[Source information]

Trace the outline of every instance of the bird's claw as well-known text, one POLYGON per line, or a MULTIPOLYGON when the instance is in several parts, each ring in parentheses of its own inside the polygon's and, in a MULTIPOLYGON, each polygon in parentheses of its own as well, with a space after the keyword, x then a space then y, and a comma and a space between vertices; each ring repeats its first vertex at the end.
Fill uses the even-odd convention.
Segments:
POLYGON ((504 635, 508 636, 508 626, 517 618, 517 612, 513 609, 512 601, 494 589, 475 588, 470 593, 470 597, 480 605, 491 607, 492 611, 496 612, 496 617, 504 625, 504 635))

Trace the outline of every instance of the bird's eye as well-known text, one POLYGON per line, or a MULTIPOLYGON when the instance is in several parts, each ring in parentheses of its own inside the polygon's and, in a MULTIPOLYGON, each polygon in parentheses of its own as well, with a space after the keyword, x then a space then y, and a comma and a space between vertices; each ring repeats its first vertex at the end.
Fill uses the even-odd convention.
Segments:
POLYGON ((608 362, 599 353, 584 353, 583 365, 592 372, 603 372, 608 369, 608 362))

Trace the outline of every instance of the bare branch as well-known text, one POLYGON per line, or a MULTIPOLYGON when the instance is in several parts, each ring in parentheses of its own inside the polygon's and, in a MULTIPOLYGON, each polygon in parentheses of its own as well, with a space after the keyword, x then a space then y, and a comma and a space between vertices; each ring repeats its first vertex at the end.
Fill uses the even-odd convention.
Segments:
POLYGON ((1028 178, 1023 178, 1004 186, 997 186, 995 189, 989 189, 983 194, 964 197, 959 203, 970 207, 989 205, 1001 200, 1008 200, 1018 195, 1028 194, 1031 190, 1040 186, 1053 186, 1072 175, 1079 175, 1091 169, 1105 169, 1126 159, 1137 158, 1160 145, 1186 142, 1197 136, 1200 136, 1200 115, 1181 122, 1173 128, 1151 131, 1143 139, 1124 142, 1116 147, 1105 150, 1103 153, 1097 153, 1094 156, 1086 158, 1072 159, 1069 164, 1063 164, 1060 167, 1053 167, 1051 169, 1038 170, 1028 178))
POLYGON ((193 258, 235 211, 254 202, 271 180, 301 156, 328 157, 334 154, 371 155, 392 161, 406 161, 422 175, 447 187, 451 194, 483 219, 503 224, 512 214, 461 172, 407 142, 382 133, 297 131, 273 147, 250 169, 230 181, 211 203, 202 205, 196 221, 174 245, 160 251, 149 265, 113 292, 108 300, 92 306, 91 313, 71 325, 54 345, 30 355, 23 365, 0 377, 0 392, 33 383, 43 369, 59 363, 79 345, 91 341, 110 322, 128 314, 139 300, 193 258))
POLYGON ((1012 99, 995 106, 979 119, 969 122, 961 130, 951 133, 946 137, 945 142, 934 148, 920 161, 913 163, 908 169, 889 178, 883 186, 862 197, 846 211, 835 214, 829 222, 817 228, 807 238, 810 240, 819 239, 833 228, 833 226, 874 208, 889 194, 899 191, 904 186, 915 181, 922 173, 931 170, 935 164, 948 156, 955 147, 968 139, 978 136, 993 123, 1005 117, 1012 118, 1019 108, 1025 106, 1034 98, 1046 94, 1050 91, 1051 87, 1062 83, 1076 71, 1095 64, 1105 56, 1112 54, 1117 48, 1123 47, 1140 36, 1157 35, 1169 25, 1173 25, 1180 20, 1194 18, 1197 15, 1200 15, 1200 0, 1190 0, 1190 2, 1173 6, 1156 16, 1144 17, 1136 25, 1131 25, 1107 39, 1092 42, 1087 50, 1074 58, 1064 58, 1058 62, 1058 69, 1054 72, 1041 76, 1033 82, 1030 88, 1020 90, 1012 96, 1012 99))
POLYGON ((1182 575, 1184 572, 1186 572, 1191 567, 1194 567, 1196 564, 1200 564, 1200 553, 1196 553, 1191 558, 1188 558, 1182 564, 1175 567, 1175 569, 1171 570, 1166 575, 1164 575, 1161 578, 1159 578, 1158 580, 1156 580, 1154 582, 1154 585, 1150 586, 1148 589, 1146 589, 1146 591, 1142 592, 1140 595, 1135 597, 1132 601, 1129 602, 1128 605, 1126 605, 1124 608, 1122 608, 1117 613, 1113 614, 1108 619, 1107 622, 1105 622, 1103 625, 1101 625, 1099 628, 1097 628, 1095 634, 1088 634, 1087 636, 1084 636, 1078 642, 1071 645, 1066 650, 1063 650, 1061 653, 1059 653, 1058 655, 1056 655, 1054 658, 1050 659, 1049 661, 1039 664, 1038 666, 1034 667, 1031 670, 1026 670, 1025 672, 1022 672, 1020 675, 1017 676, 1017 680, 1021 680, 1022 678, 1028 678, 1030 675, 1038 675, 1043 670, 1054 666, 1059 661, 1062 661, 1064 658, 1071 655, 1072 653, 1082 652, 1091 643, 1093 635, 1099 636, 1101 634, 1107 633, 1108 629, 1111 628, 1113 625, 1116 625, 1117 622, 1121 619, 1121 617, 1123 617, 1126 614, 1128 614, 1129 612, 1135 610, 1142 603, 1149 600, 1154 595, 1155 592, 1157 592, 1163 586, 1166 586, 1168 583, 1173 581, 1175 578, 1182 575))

[/Source information]

Task prompt: A copy of each line in the data above that holds the string "text" is needed.

Exercise solution:
Trace the outline of every instance of the bird's claw as well-known text, one POLYGON per line, or a MULTIPOLYGON when the instance is in several parts, each ring in parentheses of its own inside the polygon's and, in a MULTIPOLYGON, each polygon in parentheses of its own as well, with a space after the keyword, x then a space then y, and a comma and a space between vertices; each ring repeats its first vertex at the end.
Trace the outline of every instance of the bird's eye as well-known text, one POLYGON per line, or a MULTIPOLYGON when the instance is in several parts, each ring in parentheses of its own inside the polygon's and, in a MULTIPOLYGON, each polygon in parentheses of its own as well, with a space after the keyword, x then a space then y, and a comma and a space between vertices; each ring repeats its first vertex at the end.
Trace the outline of every instance of the bare branch as well-known text, one POLYGON per line, or a MULTIPOLYGON when the instance is in several parts, each ring in parentheses of its own inside the polygon's and, in a MULTIPOLYGON, each polygon in parentheses of its own as well, with a space after the keyword, x then a space then y, and a comma and a space between vertices; each ring repeats its first vertex at the end.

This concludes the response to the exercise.